§ EXERCISE PROMPT
Only the final stretch of lines is needed: output exactly the line containing "Text query: yellow hedge" and all lines following it in the listing below.

§ GIVEN INFORMATION
------------------------------------
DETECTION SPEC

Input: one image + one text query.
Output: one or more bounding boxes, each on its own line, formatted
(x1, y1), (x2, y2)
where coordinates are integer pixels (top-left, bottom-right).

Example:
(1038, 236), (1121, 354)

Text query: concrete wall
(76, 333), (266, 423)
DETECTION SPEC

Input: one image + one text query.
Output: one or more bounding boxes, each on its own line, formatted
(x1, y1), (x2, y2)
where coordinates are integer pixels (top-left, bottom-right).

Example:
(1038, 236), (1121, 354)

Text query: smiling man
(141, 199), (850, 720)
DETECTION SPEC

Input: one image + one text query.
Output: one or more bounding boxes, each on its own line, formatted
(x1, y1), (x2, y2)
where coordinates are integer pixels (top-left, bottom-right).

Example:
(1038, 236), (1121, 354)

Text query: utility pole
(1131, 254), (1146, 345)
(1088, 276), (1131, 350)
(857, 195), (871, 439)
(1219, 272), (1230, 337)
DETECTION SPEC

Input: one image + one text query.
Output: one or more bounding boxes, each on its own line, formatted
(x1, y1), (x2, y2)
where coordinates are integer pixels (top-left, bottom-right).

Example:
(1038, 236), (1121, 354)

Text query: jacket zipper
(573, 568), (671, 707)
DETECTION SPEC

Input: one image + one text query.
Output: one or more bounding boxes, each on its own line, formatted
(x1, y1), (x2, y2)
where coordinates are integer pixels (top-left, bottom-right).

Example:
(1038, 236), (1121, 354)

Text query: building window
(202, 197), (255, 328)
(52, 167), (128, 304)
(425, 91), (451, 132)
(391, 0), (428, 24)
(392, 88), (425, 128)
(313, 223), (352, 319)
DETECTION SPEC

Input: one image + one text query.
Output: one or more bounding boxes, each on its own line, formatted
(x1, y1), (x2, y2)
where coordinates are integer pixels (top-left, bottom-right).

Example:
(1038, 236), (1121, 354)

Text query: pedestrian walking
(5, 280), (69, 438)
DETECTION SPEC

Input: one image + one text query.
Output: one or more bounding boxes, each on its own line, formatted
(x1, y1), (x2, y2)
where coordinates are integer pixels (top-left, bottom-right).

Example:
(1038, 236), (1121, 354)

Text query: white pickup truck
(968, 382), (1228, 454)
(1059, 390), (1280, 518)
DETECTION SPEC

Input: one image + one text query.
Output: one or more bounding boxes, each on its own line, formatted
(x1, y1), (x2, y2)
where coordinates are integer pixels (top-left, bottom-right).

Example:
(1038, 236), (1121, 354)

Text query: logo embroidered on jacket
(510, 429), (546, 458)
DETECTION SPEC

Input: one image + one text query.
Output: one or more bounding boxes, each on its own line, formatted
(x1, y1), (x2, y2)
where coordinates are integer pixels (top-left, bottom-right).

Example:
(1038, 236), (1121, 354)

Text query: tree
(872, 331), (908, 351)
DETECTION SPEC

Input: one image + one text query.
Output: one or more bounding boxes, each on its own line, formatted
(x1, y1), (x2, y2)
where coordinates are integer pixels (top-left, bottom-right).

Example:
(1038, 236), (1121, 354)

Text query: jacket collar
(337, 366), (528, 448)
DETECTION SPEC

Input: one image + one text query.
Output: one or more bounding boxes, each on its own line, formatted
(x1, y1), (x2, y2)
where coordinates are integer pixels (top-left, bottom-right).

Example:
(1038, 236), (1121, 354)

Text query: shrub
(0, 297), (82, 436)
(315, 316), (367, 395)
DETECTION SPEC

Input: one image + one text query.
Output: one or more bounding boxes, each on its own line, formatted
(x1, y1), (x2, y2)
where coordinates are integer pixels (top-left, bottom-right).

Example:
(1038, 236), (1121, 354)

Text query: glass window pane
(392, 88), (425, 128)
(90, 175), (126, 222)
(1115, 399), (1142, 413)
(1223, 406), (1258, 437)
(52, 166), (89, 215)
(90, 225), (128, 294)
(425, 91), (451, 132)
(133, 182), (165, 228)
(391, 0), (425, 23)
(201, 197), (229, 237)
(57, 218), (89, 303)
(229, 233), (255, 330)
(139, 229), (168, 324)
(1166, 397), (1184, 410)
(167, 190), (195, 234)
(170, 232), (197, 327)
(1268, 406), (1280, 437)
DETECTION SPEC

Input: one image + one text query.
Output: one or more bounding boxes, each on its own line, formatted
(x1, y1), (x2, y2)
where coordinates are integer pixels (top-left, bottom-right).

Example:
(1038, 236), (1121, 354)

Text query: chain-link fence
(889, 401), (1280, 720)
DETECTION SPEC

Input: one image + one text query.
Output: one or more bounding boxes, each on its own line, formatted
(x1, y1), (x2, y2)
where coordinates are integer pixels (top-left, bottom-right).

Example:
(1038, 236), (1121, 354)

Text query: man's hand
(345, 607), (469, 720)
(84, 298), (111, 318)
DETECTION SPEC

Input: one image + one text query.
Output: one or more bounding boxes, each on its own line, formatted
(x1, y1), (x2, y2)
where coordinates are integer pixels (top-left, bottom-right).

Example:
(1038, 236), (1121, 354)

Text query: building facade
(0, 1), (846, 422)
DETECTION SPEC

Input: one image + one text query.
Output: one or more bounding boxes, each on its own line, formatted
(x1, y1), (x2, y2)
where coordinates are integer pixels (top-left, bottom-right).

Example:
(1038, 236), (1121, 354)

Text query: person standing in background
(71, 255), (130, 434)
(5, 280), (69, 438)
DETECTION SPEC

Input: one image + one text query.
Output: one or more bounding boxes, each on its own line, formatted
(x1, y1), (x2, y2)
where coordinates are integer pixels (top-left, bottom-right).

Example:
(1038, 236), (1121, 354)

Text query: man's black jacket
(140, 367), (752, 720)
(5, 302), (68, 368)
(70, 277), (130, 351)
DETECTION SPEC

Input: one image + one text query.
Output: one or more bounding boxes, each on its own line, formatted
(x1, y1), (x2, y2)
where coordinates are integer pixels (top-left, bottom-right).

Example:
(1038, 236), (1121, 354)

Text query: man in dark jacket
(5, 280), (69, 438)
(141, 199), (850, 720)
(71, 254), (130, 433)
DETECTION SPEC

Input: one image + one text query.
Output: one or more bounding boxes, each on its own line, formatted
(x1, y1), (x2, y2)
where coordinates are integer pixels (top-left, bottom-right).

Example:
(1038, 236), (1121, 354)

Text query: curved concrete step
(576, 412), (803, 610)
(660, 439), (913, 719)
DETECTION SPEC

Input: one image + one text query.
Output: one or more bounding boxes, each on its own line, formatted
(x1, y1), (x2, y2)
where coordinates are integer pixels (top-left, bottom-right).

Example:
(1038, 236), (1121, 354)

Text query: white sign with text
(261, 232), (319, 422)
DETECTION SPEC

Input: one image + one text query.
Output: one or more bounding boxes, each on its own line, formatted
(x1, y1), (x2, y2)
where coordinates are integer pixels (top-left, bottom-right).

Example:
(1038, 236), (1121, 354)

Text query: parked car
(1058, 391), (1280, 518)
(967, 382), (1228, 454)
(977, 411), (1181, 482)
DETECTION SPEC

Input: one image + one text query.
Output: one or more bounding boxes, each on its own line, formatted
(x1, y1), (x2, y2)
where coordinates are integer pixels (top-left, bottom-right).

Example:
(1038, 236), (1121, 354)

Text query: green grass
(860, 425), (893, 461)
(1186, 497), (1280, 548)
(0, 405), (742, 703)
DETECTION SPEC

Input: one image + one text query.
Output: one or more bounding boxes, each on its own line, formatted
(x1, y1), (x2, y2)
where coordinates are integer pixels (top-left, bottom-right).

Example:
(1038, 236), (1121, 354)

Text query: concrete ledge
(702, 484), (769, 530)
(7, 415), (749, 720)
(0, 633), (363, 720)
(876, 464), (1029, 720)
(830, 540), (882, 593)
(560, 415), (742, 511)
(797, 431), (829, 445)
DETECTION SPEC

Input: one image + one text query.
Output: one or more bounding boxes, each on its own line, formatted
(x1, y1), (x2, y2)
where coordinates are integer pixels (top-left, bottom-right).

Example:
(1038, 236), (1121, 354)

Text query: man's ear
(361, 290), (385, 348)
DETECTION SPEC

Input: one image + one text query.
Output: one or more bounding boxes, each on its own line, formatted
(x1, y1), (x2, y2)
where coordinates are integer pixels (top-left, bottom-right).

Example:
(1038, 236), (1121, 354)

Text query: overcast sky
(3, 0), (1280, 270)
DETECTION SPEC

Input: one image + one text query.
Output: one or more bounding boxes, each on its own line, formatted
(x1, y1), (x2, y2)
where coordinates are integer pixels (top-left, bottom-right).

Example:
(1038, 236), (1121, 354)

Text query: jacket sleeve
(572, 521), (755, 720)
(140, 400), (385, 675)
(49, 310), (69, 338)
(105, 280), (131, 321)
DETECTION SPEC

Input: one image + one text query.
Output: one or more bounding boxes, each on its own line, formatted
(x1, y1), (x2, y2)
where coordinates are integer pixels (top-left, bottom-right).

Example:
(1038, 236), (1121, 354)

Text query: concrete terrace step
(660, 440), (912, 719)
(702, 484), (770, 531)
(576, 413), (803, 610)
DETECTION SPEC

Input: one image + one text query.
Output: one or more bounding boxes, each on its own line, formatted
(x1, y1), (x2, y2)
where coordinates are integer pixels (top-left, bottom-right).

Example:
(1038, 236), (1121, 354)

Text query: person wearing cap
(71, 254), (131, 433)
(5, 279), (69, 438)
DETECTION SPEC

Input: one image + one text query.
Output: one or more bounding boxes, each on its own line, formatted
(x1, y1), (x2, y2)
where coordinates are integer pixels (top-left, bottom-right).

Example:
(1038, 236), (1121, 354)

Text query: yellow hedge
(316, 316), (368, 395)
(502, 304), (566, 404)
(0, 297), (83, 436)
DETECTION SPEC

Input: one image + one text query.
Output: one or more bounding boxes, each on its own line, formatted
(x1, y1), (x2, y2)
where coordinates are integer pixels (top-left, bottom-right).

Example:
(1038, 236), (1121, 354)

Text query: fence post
------------------------------------
§ RESPONSE AREA
Text query: yellow hedge
(316, 316), (368, 395)
(502, 304), (566, 404)
(0, 297), (83, 436)
DETECTION SPEC

Input: one image + one text query.
Output: one or more bounding boxes, each on its own line, formatted
(x1, y1), (x2, y2)
where coordinates are integer pixels (top-left, bottom-right).

Example:
(1038, 236), (1121, 354)

Text query: fence post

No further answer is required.